> **Try it**
Please make an exact transcription of the records, keeping the pictures out of it.

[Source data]
-- -- --
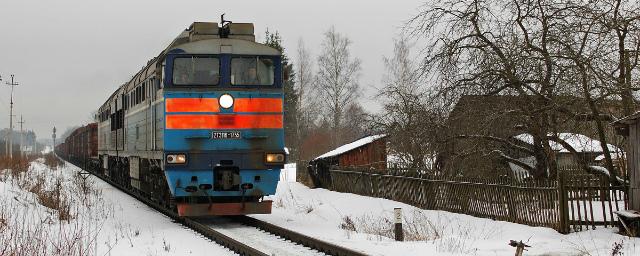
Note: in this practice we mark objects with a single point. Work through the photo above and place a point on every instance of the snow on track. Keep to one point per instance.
(256, 238)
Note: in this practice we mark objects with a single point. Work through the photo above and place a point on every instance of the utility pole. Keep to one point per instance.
(21, 136)
(12, 84)
(54, 140)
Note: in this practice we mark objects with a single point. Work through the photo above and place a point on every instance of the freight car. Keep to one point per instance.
(80, 146)
(200, 127)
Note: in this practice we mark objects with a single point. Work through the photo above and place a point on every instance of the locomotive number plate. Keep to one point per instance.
(225, 135)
-- -- --
> **The completed task**
Note: in this practice we mark objects with a single point. Work through the photo above and place a point on every instance of the snow on track. Keep to one point per instance.
(256, 238)
Note: in this practice we mark objects with a single point. Work through the photo above and place a point on every instance of the utility pole. Keep to one point per instance.
(21, 136)
(12, 84)
(54, 140)
Note: in this practice we mark objects with a single point. Work through the photo above and place a point on every instance of the freight car. Keep to one point per instance.
(80, 146)
(200, 127)
Note: in this practice we mark objects with a single point. Work through the photo above and place a point on every instance of the locomotive number plate. Keep to one point per instance.
(225, 135)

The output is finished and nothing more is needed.